[Photo-based referring expression data]

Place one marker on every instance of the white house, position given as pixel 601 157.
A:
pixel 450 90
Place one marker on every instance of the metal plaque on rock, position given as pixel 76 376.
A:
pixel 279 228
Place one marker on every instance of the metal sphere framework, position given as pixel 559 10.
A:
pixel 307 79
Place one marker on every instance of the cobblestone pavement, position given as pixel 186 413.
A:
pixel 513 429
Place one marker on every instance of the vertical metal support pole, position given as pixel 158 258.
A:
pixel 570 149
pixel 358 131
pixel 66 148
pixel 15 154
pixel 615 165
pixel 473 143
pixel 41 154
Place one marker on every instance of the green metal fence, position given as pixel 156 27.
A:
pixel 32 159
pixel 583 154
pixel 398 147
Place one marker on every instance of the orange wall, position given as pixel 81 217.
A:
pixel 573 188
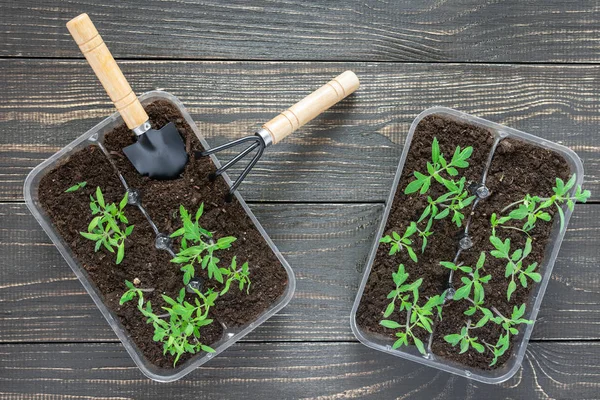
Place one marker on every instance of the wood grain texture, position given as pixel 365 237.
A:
pixel 323 371
pixel 404 30
pixel 326 245
pixel 349 153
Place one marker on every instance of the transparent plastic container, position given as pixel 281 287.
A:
pixel 230 335
pixel 382 343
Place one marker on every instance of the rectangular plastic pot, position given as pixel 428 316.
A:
pixel 520 345
pixel 230 335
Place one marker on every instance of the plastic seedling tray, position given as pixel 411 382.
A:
pixel 519 345
pixel 95 136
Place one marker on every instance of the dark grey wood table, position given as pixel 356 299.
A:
pixel 533 65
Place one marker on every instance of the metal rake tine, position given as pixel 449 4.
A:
pixel 234 160
pixel 245 172
pixel 228 145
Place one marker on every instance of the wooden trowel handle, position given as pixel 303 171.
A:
pixel 311 106
pixel 104 65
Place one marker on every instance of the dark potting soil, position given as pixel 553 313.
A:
pixel 407 208
pixel 517 168
pixel 70 214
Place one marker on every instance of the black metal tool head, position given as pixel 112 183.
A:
pixel 160 154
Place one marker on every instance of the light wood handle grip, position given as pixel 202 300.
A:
pixel 311 106
pixel 108 72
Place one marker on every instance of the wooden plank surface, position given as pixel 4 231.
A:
pixel 324 371
pixel 404 30
pixel 349 154
pixel 327 245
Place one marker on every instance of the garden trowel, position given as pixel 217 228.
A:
pixel 159 154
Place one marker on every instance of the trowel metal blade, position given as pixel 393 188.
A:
pixel 160 154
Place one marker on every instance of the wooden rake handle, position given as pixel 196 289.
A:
pixel 108 72
pixel 311 106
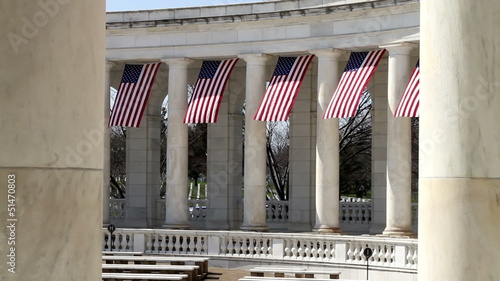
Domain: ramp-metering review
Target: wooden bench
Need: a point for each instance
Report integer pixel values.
(144, 277)
(113, 253)
(201, 262)
(260, 278)
(190, 270)
(299, 272)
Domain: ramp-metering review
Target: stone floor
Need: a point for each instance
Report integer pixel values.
(223, 274)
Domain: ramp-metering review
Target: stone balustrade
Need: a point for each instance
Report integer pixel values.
(355, 214)
(343, 250)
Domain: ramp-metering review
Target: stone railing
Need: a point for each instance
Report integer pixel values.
(197, 209)
(355, 213)
(271, 247)
(116, 208)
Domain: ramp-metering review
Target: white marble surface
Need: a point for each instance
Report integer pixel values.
(177, 215)
(254, 216)
(459, 135)
(398, 216)
(327, 143)
(51, 115)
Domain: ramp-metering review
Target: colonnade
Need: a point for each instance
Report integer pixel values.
(325, 216)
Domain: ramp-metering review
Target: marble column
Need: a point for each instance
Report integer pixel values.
(398, 216)
(327, 144)
(177, 215)
(459, 212)
(254, 202)
(51, 145)
(107, 147)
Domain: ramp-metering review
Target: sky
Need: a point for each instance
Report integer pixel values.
(131, 5)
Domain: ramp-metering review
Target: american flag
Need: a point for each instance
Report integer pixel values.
(283, 88)
(409, 104)
(133, 94)
(207, 96)
(357, 74)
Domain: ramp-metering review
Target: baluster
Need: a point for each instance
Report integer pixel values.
(387, 256)
(170, 243)
(301, 250)
(239, 246)
(310, 250)
(393, 254)
(156, 243)
(177, 244)
(320, 253)
(163, 244)
(325, 252)
(184, 245)
(350, 252)
(381, 255)
(356, 253)
(231, 246)
(245, 247)
(360, 214)
(149, 243)
(254, 250)
(294, 249)
(415, 257)
(287, 248)
(191, 244)
(223, 246)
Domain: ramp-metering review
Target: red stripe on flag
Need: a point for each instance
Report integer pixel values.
(281, 94)
(346, 98)
(409, 104)
(132, 98)
(207, 96)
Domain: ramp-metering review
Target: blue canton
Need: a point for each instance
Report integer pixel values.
(355, 61)
(208, 69)
(132, 73)
(284, 66)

**WORK TASK**
Output the data verbatim, images excluded.

**RESULT OF THIS EXERCISE**
Place one marker on every instance of the white house, position given as pixel 601 157.
A:
pixel 450 90
Place one marker on every instance of the metal plaque on rock, position given as pixel 76 376.
A:
pixel 279 228
Place one marker on every instance of the metal sphere framework, position given as pixel 559 10.
A:
pixel 307 79
Place one marker on every instance of the cobblestone pavement, position given as pixel 186 413.
A:
pixel 513 429
Place one marker on every instance of the vertical metal support pole, position given as pixel 158 258.
A:
pixel 570 149
pixel 358 131
pixel 66 148
pixel 15 154
pixel 615 165
pixel 473 143
pixel 41 154
Place one marker on every instance of the green metal fence, position given as pixel 156 27.
A:
pixel 32 159
pixel 583 154
pixel 398 147
Place one marker on every instance of the orange wall, position given as pixel 81 217.
A:
pixel 573 188
Place one marker on every instance of the wood grain texture, position given as pixel 365 237.
A:
pixel 323 371
pixel 404 30
pixel 326 245
pixel 349 153
Place one marker on every instance of the transparent plastic container, position given as pixel 281 287.
A:
pixel 230 335
pixel 382 343
Place one marker on every instance of the rectangular plastic pot, position given as pixel 428 316.
A:
pixel 520 345
pixel 230 335
Place one marker on every instance of the plastic seedling tray, position given as pixel 411 382.
A:
pixel 519 345
pixel 95 136
Place one marker on every instance of the dark grey wood table, position given as pixel 356 299.
A:
pixel 533 65
Place one marker on every instance of the metal rake tine, position given as pixel 449 4.
A:
pixel 234 160
pixel 245 172
pixel 228 145
Place one marker on every instance of the wooden trowel handle, position given as pixel 303 171.
A:
pixel 311 106
pixel 104 65
Place one marker on every instance of the dark potting soil, position given as pixel 553 313.
A:
pixel 407 208
pixel 517 168
pixel 70 214
Place one marker on every instance of the black metal tool head, position given as pixel 112 183.
A:
pixel 160 154
Place one marker on every instance of the light wood handle grip, position given as pixel 202 300.
A:
pixel 311 106
pixel 108 72
Place one marker on every instance of the wooden plank surface, position given as pixel 4 231.
A:
pixel 324 371
pixel 404 30
pixel 349 154
pixel 327 245
Place one marker on every instance of the garden trowel, position given as pixel 217 228.
A:
pixel 159 154
Place one marker on every instance of the trowel metal blade, position given as pixel 393 188.
A:
pixel 160 154
Place one marker on every instance of the wooden rake handle, position given as pixel 196 289.
A:
pixel 108 72
pixel 311 106
Domain: ramp-metering review
Target: wooden bench
Need: a point for each instance
Report integer pixel values.
(144, 277)
(113, 253)
(201, 262)
(260, 278)
(190, 270)
(299, 272)
Domain: ramp-metering review
Target: stone floor
Need: a point for each instance
Report integer pixel values.
(223, 274)
Domain: ramp-metering review
Target: stone balustrade
Need: a point for each instance
Report integer pixel values.
(355, 214)
(343, 250)
Domain: ramp-metering review
Target: stone railing
Need: a point for each instance
Report integer pixel values.
(197, 209)
(355, 213)
(271, 247)
(116, 208)
Domain: ramp-metering review
Target: white marble surface
Need: a point for each instance
Report integer pixel values.
(177, 215)
(254, 216)
(459, 135)
(398, 216)
(327, 143)
(51, 115)
Domain: ramp-metering review
Target: colonnade
Need: a point for each instance
Report integer pixel values.
(325, 216)
Domain: ramp-metering review
Target: marble column
Need: a point for each instance
Report integer pixel values.
(398, 216)
(327, 144)
(177, 215)
(459, 212)
(254, 202)
(51, 145)
(107, 147)
Domain: ramp-metering review
Target: sky
Need: a point for each instance
Report integer pixel values.
(131, 5)
Domain: ramp-metering review
Target: american flag
Need: a point for each instance
Report integer pixel values.
(283, 88)
(409, 104)
(133, 94)
(207, 96)
(357, 74)
Domain: ramp-metering review
Target: baluster
Need: a point for each instance
Report integer pixel values.
(387, 256)
(170, 243)
(301, 250)
(239, 246)
(310, 250)
(393, 254)
(156, 243)
(177, 244)
(320, 253)
(163, 244)
(325, 252)
(184, 245)
(350, 252)
(381, 255)
(356, 253)
(231, 246)
(245, 247)
(360, 214)
(149, 243)
(254, 250)
(294, 249)
(415, 257)
(287, 248)
(191, 244)
(223, 246)
Domain: ramp-metering review
Target: red stripe on flag
Need: a point for each instance
Report integer pixel values.
(281, 94)
(346, 98)
(409, 104)
(132, 98)
(207, 96)
Domain: ramp-metering review
Target: blue canton
Need: a point for each instance
Report integer pixel values.
(355, 61)
(208, 69)
(132, 73)
(284, 66)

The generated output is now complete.